■ **Brief**: Which lines in the entries below contain the word "orange"? Report each of them in full.

(Stored records)
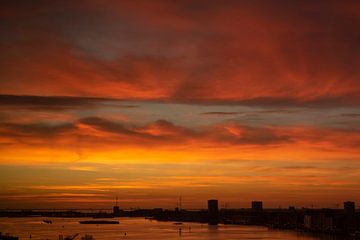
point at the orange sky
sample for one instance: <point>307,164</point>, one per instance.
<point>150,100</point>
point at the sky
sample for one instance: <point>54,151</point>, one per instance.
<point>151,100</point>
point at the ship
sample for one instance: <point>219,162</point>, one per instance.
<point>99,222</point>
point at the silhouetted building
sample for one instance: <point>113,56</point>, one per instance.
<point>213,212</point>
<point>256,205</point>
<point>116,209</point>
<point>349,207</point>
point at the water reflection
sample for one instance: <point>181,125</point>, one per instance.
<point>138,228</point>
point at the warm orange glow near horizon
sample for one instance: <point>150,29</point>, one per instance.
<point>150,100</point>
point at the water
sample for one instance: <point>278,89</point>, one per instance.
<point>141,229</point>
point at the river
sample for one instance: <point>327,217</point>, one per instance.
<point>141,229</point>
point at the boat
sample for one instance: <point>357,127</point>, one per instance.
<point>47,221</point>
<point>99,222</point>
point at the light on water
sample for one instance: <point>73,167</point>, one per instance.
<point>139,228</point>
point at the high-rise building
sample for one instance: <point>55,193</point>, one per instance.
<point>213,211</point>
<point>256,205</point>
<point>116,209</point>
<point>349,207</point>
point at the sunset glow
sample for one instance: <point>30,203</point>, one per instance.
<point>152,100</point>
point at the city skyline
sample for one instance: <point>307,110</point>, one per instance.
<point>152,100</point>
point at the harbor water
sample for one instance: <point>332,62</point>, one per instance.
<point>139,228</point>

---

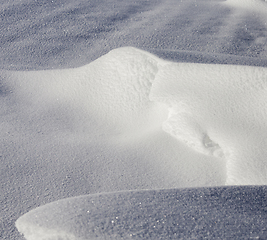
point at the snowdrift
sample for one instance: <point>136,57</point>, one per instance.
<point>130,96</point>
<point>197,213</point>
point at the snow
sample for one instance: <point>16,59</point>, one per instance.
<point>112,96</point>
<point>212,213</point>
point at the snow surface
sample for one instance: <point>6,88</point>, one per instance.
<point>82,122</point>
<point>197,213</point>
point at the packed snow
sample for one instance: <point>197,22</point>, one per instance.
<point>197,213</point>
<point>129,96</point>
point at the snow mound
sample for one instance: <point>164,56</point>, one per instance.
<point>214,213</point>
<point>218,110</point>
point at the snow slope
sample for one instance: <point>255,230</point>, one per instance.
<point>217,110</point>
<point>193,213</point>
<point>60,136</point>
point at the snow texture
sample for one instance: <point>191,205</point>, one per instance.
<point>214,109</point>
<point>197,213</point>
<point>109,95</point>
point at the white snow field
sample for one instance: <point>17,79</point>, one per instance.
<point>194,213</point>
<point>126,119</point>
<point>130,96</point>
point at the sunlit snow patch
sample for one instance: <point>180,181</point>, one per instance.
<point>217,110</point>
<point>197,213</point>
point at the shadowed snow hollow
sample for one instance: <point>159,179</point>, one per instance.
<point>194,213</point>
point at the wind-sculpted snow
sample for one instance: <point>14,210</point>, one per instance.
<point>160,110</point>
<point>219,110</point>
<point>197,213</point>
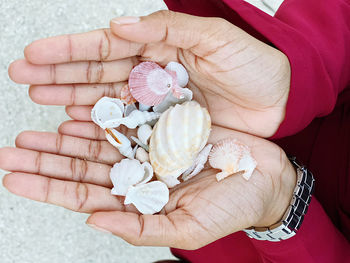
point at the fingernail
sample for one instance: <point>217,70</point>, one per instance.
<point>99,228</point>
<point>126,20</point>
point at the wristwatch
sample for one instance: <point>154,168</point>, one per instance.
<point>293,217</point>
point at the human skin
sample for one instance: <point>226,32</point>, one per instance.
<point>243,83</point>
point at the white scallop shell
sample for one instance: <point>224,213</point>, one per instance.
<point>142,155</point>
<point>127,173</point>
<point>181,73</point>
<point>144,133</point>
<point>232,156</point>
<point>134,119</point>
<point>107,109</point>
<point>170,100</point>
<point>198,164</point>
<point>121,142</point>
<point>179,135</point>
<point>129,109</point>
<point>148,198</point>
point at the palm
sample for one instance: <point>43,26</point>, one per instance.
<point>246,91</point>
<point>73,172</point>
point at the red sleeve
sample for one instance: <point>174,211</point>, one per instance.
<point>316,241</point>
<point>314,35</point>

■ **Completed task**:
point at the orange sky
point at the warm orange glow near horizon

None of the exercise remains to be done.